As far as I am understand the order for this query is the problem: No index done here.
Because the query first sorts, then selects all with a manual row number, then selects only 40... (of course on page 2 of my grid it gets Rows 41 to 81...)
I COULD do an Index on my "Created desc" and the query would be much much faster, BUT every column is sortable for my grid which means "Created desc" could be every other column of my table and of course desc and asc order!
So, how to improve this?
//Edit:
Sorry to forget that:
The inner query (Inner Select) runs 6 seconds, while the total query runs 31 seconds...
Which means the "WITH ORDERES AS" is the problem here!
First things first: you have a performance problem, approach it with a proper methodology and measure appropriately. The inner query (Inner Select) runs 6 seconds, while the total query runs 31 seconds... Which means ... is amateurism. Read How to analyse SQL Server performance for correct ways to measure performance. And before we continue, if you start from 6 seconds you have already lost the game.

--- Available data ---
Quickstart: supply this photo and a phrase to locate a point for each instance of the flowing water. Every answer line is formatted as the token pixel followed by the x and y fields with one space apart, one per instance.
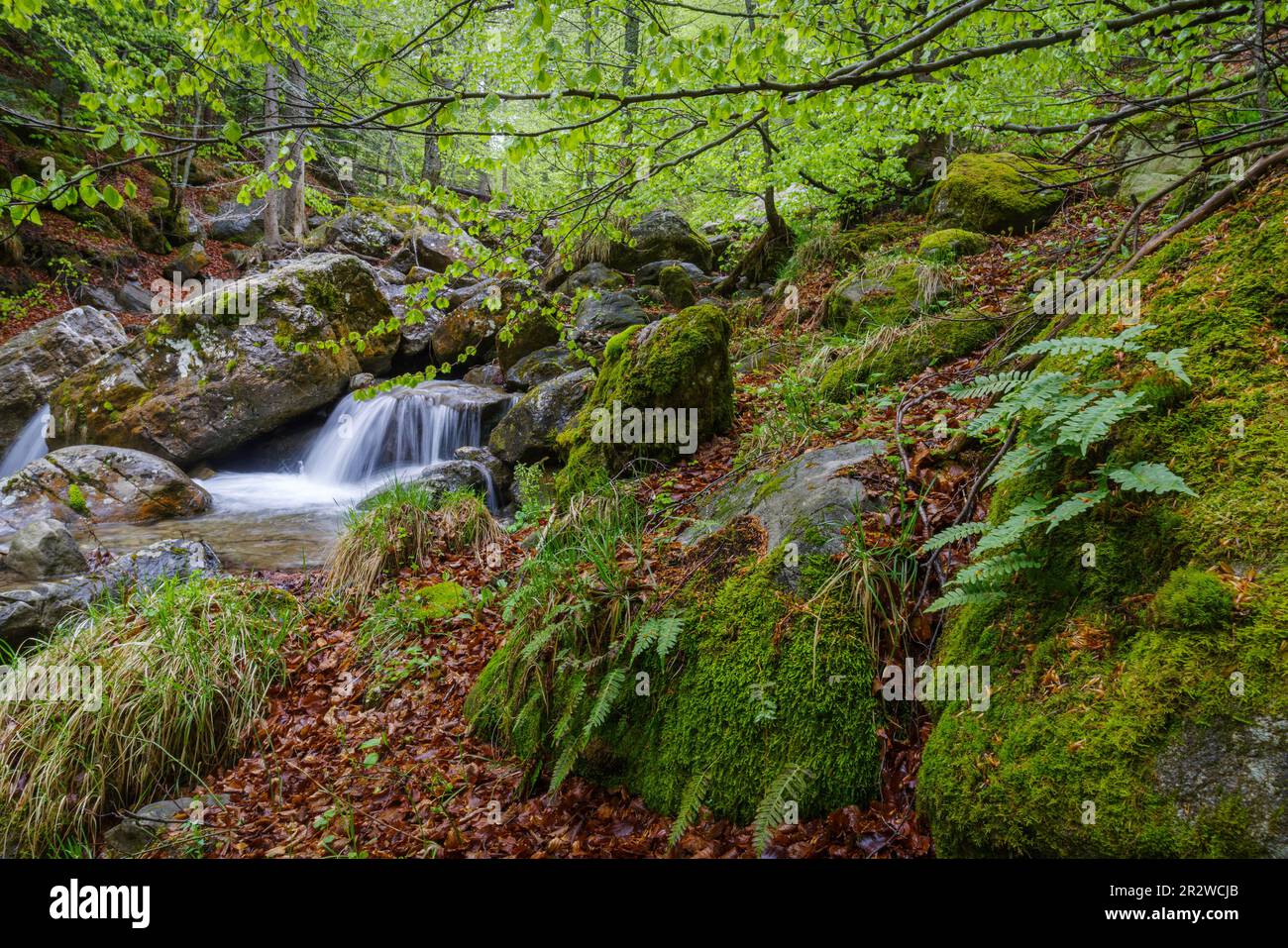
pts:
pixel 29 446
pixel 283 520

--- What to do ---
(a) In the SQL performance thread, how long does the total query take to run?
(b) Retype the SQL performance thread from "I COULD do an" up to and including "lost the game.".

--- Exercise results ---
(a) It runs 31 seconds.

(b)
I COULD do an Index on my "Created desc" and the query would be much much faster, BUT every column is sortable for my grid which means "Created desc" could be every other column of my table and of course desc and asc order!
So, how to improve this?
//Edit:
Sorry to forget that:
The inner query (Inner Select) runs 6 seconds, while the total query runs 31 seconds...
Which means the "WITH ORDERES AS" is the problem here!
First things first: you have a performance problem, approach it with a proper methodology and measure appropriately. The inner query (Inner Select) runs 6 seconds, while the total query runs 31 seconds... Which means ... is amateurism. Read How to analyse SQL Server performance for correct ways to measure performance. And before we continue, if you start from 6 seconds you have already lost the game.